(DATA TO PROCESS)
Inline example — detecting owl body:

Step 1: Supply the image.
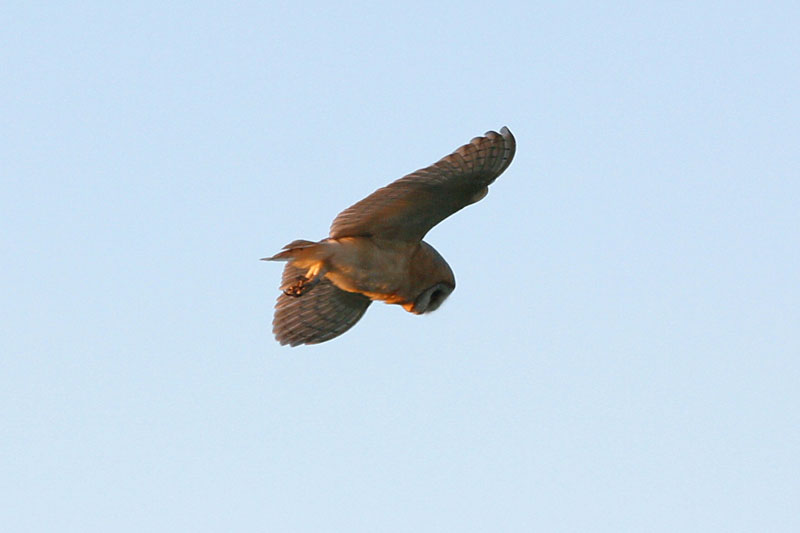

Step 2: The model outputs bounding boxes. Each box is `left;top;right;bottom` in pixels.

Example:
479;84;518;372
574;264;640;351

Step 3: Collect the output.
325;237;417;298
272;237;454;312
265;127;516;346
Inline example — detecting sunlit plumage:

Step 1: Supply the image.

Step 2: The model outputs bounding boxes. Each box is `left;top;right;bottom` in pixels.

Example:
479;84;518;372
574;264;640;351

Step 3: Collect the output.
264;127;516;346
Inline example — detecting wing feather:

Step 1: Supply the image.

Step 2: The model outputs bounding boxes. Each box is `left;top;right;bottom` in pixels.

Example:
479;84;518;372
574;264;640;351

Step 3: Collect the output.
329;127;515;241
273;264;371;346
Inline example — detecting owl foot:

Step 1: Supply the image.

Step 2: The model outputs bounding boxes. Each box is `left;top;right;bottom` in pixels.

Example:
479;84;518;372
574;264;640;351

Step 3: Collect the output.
282;276;319;297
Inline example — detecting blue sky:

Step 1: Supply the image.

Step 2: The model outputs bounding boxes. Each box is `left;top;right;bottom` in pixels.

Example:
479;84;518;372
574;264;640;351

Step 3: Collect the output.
2;2;799;531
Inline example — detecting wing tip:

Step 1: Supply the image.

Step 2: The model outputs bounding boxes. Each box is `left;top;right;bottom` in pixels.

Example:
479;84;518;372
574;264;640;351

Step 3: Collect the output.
480;126;516;175
499;126;514;143
481;126;515;149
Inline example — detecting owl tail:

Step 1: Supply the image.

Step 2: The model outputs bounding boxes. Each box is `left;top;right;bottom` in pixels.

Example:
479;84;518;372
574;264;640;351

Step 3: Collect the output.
262;239;332;296
263;239;327;263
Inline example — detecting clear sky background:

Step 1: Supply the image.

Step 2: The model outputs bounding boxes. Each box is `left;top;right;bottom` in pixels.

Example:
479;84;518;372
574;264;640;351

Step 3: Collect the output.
2;2;799;531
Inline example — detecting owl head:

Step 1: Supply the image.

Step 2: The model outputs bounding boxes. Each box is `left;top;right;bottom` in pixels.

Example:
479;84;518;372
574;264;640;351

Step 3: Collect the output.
401;241;456;315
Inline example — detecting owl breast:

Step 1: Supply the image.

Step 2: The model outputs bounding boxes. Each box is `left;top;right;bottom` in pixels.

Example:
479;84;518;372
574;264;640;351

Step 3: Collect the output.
323;237;415;297
322;237;454;312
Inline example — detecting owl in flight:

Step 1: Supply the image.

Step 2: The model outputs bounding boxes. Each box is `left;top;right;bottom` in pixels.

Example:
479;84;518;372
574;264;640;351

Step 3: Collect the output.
264;127;516;346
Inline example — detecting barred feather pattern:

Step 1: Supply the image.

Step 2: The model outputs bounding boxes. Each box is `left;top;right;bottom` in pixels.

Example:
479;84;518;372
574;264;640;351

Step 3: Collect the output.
329;127;515;241
273;263;371;346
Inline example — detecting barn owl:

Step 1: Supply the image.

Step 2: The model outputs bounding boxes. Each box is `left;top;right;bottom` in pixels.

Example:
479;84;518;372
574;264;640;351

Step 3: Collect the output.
264;127;516;346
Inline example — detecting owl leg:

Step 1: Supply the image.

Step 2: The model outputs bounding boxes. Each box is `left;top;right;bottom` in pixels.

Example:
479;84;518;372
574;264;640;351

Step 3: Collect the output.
282;276;317;297
281;263;328;297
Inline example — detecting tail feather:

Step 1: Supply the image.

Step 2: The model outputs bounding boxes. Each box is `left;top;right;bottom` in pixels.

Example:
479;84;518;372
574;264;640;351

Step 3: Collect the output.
282;239;316;250
264;239;327;263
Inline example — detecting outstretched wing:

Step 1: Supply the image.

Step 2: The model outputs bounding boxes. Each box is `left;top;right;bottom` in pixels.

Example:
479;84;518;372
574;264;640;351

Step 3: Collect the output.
273;263;371;346
329;127;515;242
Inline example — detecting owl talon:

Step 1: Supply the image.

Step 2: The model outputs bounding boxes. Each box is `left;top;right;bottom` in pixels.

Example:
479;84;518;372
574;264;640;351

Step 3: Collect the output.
282;276;319;297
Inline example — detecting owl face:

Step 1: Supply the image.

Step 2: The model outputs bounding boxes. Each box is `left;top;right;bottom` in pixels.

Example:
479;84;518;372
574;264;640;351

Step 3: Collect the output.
407;282;454;315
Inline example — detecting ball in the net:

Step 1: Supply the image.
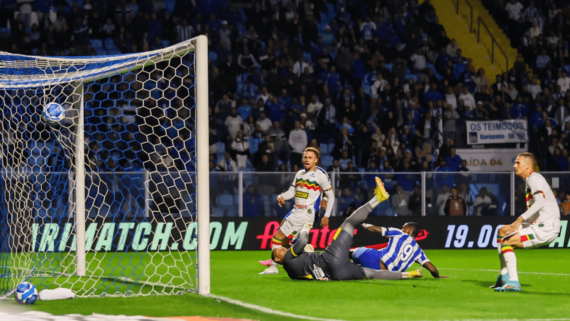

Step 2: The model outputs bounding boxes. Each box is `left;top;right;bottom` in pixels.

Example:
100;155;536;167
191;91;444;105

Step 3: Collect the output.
42;102;65;124
14;282;38;304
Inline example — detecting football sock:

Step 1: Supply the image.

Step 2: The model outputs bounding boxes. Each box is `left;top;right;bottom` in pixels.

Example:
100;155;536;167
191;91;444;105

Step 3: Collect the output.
341;201;375;234
363;268;403;280
270;239;283;268
501;244;519;281
497;236;508;275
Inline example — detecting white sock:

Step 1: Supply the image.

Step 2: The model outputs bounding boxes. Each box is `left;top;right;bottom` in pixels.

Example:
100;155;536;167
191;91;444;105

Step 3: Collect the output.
498;246;508;275
270;243;281;268
368;197;379;209
503;250;519;281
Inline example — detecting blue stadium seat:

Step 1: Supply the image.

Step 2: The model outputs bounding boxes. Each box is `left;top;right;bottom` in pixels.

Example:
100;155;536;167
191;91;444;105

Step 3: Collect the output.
161;40;170;48
320;143;329;155
218;194;234;206
95;48;106;56
0;28;11;36
321;155;333;168
107;49;122;55
327;4;336;20
216;142;226;154
90;39;103;49
104;38;117;50
249;138;259;154
303;51;312;62
320;13;329;25
209;51;218;63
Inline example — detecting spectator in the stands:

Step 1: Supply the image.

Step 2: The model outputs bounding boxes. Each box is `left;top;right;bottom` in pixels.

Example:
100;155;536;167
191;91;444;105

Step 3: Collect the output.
231;131;249;169
224;108;243;139
444;186;467;216
288;121;307;167
473;187;492;216
216;152;237;172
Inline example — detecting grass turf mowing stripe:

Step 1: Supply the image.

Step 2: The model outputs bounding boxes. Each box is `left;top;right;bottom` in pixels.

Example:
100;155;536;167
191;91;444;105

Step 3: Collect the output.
207;294;347;321
439;268;570;276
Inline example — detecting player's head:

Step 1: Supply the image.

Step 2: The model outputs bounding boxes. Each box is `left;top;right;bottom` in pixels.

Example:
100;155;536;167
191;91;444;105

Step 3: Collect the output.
303;147;320;170
271;247;287;264
514;152;535;177
402;222;420;238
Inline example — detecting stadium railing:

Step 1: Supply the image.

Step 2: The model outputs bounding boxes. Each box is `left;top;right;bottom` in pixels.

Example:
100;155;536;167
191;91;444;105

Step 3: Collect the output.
456;0;474;32
210;171;533;217
22;171;567;218
477;17;508;71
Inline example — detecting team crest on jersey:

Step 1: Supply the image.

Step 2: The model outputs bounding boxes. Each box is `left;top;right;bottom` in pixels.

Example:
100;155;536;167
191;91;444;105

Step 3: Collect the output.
308;209;312;214
295;191;309;199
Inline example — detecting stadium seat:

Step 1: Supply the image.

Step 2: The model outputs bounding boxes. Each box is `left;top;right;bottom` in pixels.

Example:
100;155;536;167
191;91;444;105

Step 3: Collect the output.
104;38;117;50
90;39;103;49
327;4;336;20
0;28;11;36
321;155;333;168
218;194;234;206
249;138;259;154
320;143;329;155
320;13;329;25
95;48;106;56
209;51;218;64
107;49;121;55
161;40;170;48
216;142;226;154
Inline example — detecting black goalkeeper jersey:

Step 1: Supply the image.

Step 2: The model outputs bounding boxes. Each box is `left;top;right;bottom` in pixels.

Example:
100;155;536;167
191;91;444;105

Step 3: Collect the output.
282;248;325;280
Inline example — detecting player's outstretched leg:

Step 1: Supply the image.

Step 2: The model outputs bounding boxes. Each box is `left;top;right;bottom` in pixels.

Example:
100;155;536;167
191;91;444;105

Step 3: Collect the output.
260;232;287;274
363;268;423;280
340;177;389;235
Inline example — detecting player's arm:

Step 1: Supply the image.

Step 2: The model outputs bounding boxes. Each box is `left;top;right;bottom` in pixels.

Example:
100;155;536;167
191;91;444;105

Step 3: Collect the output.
417;250;448;278
510;179;545;231
422;261;448;278
319;172;335;227
362;224;404;237
277;173;298;207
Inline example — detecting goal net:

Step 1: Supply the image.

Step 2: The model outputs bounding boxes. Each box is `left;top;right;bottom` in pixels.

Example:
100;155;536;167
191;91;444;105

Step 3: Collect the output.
0;36;210;298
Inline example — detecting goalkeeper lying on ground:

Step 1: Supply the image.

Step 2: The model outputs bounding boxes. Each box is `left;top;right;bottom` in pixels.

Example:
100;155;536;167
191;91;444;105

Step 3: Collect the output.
271;177;423;281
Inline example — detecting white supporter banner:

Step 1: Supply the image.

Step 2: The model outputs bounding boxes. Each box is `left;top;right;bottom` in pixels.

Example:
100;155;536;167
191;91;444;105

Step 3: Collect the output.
466;120;528;144
456;149;524;172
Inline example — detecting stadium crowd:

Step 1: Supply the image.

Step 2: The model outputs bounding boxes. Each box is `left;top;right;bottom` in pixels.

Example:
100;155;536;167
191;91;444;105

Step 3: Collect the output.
4;0;570;216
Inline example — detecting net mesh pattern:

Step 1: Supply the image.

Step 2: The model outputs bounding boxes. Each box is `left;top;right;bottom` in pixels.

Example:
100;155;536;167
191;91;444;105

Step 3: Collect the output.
0;40;198;298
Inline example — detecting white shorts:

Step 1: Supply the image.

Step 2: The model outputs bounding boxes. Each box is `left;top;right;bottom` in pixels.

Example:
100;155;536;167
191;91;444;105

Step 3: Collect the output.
517;221;561;248
279;208;315;237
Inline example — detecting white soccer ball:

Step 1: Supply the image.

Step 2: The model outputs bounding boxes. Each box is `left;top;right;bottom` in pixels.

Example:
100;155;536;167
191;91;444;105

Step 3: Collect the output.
14;282;38;305
42;102;65;124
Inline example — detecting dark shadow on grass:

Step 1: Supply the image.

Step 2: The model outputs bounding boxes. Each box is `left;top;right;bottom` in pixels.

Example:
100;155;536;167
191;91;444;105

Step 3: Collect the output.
461;279;531;288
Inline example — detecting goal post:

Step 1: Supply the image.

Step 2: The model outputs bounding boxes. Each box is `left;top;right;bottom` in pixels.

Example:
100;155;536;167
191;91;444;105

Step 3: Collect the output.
195;36;210;295
0;35;210;298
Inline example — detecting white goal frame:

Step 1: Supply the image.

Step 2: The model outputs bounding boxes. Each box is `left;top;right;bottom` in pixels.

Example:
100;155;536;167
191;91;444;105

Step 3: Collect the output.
0;35;210;297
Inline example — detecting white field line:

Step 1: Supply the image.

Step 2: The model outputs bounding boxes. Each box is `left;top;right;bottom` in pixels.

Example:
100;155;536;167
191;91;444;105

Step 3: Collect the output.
439;268;570;276
208;293;570;321
206;293;348;321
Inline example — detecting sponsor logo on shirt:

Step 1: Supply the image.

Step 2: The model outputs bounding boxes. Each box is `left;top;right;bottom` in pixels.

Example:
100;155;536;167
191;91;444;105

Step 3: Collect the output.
295;191;309;199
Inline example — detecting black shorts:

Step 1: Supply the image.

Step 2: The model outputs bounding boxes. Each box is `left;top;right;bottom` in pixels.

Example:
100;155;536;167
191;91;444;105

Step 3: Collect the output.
320;228;366;281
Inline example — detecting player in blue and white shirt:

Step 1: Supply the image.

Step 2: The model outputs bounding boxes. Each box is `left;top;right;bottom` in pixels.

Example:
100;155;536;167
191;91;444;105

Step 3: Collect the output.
351;223;446;278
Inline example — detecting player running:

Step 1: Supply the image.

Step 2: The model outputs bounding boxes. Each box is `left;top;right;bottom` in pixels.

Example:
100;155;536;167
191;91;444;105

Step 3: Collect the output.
351;223;446;278
271;177;424;281
260;147;335;274
492;152;561;292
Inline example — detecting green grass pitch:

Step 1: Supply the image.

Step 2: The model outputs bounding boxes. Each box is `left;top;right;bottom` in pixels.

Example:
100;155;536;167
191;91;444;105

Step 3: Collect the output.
5;249;570;320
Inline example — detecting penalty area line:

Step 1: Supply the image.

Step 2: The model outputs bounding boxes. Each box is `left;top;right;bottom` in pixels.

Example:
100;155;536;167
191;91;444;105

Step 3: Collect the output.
439;268;570;276
206;294;348;321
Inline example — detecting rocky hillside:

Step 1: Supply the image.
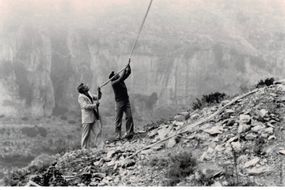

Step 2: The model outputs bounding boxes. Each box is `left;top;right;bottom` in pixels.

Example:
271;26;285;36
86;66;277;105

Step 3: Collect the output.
4;80;285;186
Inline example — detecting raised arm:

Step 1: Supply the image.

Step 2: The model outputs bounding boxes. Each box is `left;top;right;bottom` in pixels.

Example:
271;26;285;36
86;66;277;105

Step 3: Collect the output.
123;64;131;80
111;59;132;84
111;69;127;85
92;87;102;101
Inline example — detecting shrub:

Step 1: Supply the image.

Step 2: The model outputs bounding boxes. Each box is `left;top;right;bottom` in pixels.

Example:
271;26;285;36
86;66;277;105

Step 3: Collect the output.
256;77;275;88
165;151;197;186
149;156;169;170
192;98;203;110
3;168;29;186
28;153;58;173
192;92;227;110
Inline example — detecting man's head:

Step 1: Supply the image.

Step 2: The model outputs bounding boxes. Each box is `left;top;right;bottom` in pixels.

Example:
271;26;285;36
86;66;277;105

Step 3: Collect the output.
77;83;89;94
109;71;119;81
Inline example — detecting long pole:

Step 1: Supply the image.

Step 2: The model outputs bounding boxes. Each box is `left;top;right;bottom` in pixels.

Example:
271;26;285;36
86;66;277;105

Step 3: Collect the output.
99;0;154;88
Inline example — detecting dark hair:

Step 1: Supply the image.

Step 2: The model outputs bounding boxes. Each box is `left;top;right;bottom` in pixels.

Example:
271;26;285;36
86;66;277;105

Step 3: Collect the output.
77;83;85;93
109;71;115;79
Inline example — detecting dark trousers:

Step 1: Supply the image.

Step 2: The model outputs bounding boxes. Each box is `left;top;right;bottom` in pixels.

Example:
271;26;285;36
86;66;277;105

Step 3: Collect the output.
115;100;134;137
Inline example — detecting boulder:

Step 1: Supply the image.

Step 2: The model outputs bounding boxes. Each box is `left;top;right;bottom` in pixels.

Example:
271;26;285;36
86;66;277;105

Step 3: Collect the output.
155;127;172;140
239;114;251;124
215;144;225;152
245;133;257;140
122;159;136;168
277;84;285;91
244;157;260;168
107;160;116;167
269;93;277;97
89;181;99;186
204;125;223;135
226;136;238;143
105;176;113;181
238;124;251;134
166;137;177;148
231;141;242;153
174;115;186;121
247;166;271;175
92;173;105;179
263;145;276;155
251;124;265;133
226;119;236;126
263;127;274;134
225;109;234;114
107;149;123;159
102;157;112;162
259;109;268;118
148;130;158;138
98;182;107;186
268;119;277;124
107;150;116;159
221;100;231;106
196;133;210;141
279;96;285;102
200;147;215;161
261;133;269;138
93;161;102;166
152;144;164;151
268;135;276;140
172;121;184;127
190;113;200;120
211;180;221;187
237;154;248;164
201;167;223;179
179;111;190;118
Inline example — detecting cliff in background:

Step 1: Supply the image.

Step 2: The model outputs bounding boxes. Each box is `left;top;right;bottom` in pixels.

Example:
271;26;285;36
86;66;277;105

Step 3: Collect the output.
0;0;284;120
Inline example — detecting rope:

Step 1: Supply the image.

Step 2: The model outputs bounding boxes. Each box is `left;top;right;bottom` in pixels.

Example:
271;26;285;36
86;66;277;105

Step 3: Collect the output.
128;0;154;59
99;0;154;88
(End DATA TO PROCESS)
■ EXERCISE BRIEF
Find the lines above with the word "dark". Copy them out.

■ EXERCISE RESPONSE
Inline example — detecting dark shadow on grass:
Inline example — detecting dark hair:
Inline example — detecting dark trousers:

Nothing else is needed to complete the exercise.